It took a year to decide that a machine of that complexity could do no more than solve its own internal idiosyncrasies

The aircraft simulator was planned as an analog computer. It took us only about a year to decide that an analog machine of that complexity could do no more than solve its own internal idiosyncrasies. Through a long sequence of changes, we came to design the Whirlwind digital computer for experimental development of military combat information systems. This eventually became the SAGE (semi-automatic ground environment) air defense system for North America.

The SAGE system was another practical job where theory and ideas were only as good as the working results. It had 35 control centers, each 160 feet square, four stories high, and with 80,000 vacuum tubes. Installed in the late 1950s, these centers were in service for about 25 years. Records show they were operational 99.8 percent of the time. Even today, such reliability is hard to match.

Why management?

People often ask why I left engineering to go into management. There were several reasons. By 1956, I felt the pioneering days of digital computers were over. This might seem surprising after the major technical advances of the past few decades. But in fact, computers improved more dramatically in terms of speed, reliability, and storage capacity between 1946 and 1956 than in any decade since.

Another reason was that I was already in management. We had been running a several billion dollar operation in which we had complete control of everything: writing contracts, designing computers, deciding what went into production, and managing a vast enterprise that involved the Air Defense Command, the Air Material Command, the Air Research and Development Command, Western Electric, AT&T, and IBM. So going into management was not really a change.

Dataset excerpt:
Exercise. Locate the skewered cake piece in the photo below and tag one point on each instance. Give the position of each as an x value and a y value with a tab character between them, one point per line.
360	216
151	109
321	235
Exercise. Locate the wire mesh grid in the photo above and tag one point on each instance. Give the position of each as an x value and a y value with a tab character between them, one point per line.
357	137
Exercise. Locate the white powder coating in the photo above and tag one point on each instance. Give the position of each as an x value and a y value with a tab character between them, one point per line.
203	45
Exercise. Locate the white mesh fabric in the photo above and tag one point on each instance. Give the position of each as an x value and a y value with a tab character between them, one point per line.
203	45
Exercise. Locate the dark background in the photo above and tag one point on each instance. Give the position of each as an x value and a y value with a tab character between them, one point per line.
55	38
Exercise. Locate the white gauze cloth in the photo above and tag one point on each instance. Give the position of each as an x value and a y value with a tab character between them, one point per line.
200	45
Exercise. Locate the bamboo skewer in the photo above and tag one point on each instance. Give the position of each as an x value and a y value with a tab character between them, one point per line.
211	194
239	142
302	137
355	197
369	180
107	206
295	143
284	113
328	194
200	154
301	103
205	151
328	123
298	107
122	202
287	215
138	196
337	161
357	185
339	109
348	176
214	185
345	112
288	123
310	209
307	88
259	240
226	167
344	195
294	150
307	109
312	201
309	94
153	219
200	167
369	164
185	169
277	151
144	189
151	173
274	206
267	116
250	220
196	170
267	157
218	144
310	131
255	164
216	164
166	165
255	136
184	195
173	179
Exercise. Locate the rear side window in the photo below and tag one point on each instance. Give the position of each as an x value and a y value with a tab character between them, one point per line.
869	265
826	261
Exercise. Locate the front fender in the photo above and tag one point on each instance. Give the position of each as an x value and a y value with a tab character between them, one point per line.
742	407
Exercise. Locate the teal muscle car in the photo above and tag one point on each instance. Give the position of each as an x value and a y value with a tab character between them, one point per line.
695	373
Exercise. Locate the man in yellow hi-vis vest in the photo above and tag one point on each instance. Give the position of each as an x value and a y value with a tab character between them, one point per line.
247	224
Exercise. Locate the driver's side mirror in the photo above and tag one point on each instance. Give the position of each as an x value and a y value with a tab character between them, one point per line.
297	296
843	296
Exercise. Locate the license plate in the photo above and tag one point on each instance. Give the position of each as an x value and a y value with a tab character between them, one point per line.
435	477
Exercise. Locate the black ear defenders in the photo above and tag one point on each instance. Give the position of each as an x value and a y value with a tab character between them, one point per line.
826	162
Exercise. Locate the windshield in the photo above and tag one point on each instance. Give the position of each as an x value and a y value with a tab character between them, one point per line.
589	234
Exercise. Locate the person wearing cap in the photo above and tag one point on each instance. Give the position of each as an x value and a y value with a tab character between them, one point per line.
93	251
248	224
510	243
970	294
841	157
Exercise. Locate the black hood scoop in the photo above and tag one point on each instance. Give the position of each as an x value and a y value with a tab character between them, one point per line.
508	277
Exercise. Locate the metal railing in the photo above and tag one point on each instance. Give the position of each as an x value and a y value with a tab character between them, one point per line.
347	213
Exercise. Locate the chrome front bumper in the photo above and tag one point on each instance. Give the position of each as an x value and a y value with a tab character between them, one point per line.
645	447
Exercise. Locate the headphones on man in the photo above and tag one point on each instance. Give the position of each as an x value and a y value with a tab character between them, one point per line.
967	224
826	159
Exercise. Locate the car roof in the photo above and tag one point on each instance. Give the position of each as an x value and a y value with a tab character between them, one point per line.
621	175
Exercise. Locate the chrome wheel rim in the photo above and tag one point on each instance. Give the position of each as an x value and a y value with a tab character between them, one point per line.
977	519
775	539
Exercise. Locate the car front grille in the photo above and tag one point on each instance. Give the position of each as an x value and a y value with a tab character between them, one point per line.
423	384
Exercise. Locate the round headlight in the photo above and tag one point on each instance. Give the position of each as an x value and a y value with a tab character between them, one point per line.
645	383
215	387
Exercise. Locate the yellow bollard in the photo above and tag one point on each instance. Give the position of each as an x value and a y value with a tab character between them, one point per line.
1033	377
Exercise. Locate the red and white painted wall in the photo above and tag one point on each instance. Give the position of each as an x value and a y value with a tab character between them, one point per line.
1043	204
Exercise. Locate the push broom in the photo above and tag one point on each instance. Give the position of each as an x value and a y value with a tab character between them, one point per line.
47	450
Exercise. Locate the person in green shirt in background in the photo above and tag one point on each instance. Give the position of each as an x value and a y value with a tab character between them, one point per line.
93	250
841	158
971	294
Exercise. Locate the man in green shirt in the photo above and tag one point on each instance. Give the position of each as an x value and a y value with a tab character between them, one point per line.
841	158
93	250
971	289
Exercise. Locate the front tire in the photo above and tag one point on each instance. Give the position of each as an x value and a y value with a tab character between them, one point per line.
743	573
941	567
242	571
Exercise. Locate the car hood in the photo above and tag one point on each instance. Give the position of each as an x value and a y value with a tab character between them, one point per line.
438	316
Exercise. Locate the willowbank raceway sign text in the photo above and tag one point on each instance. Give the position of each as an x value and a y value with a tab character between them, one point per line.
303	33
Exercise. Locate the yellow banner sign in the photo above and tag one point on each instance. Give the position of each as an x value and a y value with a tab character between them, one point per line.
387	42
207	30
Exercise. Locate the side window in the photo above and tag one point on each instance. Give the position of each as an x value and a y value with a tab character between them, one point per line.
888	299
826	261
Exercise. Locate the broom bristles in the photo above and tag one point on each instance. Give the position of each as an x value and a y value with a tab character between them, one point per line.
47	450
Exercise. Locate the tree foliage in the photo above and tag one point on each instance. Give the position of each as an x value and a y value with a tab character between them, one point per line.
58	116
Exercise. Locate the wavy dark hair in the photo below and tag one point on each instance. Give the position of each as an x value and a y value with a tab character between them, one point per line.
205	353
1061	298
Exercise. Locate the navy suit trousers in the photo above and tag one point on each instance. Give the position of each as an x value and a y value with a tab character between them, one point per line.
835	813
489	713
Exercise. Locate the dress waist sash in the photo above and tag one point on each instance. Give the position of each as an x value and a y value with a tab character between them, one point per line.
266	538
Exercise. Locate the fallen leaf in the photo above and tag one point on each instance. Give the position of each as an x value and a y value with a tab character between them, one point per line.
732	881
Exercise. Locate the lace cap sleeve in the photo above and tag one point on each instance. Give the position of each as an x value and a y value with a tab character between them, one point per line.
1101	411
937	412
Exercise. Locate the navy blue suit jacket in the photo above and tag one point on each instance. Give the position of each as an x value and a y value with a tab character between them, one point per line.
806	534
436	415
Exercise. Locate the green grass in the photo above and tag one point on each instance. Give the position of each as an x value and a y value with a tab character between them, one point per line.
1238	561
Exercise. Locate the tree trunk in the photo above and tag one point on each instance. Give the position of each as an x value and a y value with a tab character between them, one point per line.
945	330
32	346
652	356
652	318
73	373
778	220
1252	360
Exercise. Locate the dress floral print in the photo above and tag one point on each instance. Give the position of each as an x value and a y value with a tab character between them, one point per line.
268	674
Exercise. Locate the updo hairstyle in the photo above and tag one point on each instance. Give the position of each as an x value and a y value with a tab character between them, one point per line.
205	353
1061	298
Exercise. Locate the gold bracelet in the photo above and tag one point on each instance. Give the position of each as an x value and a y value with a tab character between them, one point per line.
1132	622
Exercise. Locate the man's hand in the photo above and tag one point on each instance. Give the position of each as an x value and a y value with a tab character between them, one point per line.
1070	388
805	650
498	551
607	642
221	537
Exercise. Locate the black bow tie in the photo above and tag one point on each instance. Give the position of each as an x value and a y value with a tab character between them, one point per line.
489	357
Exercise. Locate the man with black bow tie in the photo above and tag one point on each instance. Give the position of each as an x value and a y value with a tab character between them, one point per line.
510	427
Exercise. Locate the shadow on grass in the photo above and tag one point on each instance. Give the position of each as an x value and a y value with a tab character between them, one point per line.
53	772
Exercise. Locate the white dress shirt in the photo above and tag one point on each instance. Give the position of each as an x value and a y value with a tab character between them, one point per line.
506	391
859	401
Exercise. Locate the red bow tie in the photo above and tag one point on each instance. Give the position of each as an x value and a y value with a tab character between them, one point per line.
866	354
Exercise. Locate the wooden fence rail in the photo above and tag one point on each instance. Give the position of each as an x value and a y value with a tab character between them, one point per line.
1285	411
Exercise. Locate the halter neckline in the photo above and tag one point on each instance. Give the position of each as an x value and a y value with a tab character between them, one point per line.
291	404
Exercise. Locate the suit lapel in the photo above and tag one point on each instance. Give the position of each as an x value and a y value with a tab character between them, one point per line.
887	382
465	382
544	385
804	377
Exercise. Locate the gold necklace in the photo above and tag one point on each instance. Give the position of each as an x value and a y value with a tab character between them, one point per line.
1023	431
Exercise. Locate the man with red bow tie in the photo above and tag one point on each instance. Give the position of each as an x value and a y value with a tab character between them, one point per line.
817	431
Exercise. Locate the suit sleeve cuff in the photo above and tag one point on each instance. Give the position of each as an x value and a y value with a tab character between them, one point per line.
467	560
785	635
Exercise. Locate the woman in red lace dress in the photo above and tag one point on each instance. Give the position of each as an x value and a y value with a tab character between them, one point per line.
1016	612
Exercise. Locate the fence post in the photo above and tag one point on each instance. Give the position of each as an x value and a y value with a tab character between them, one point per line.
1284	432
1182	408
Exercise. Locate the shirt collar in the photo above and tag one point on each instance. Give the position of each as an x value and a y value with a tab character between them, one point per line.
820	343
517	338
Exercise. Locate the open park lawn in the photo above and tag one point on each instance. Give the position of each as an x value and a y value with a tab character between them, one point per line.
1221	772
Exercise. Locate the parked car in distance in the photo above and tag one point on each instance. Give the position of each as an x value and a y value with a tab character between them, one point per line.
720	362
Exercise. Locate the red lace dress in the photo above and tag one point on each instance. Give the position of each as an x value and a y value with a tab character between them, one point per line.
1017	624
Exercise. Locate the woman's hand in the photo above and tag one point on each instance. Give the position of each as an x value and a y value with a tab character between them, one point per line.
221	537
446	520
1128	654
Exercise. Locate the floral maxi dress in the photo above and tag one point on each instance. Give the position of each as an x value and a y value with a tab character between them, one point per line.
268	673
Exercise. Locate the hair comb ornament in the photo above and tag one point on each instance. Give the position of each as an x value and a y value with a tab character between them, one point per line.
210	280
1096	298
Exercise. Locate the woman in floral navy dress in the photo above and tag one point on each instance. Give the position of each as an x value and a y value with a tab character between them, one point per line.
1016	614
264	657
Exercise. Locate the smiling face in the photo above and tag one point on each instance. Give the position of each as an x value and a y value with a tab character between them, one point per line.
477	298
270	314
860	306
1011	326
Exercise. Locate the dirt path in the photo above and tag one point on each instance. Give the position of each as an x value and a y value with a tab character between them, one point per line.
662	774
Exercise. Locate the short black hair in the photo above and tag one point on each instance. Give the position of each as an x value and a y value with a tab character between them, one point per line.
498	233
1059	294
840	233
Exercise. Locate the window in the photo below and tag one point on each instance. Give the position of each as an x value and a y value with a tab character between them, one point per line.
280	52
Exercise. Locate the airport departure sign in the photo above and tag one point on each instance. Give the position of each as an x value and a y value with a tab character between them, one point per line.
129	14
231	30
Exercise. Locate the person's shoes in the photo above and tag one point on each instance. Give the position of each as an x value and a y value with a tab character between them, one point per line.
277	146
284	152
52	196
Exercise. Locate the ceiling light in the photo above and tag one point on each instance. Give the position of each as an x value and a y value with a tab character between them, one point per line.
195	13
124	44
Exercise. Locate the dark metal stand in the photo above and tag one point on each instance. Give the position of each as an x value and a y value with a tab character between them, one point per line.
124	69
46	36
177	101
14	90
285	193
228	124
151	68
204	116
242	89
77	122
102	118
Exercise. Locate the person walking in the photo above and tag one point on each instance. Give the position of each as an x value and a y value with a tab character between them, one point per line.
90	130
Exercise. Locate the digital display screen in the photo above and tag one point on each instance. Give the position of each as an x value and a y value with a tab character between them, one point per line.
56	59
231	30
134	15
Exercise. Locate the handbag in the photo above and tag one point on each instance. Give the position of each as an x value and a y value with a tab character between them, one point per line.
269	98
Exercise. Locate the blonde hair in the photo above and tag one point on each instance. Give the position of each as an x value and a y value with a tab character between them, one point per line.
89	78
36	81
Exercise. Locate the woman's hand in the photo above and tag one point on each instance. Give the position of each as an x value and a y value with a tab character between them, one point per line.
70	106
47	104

__Problems to solve__:
[1] Transcribe the SAGE passage above, everything from "The aircraft simulator" down to "Why management?".
[2] From the SAGE passage above, list every organization named as part of the enterprise that was managed.
[3] Answer these from the SAGE passage above:
(a) How many control centers did the SAGE system have?
(b) By what year did the writer feel the pioneering days of digital computers were over?
(c) What kind of computer was the aircraft simulator originally planned as?

__Solved tasks__:
[1]
The aircraft simulator was planned as an analog computer. It took us only about a year to decide that an analog machine of that complexity could do no more than solve its own internal idiosyncrasies. Through a long sequence of changes, we came to design the Whirlwind digital computer for experimental development of military combat information systems. This eventually became the SAGE (semi-automatic ground environment) air defense system for North America.

The SAGE system was another practical job where theory and ideas were only as good as the working results. It had 35 control centers, each 160 feet square, four stories high, and with 80,000 vacuum tubes. Installed in the late 1950s, these centers were in service for about 25 years. Records show they were operational 99.8 percent of the time. Even today, such reliability is hard to match.

Why management?

[2]
Air Defense Command
Air Material Command
Air Research and Development Command
Western Electric
AT&T
IBM

[3]
(a) 35
(b) 1956
(c) An analog computer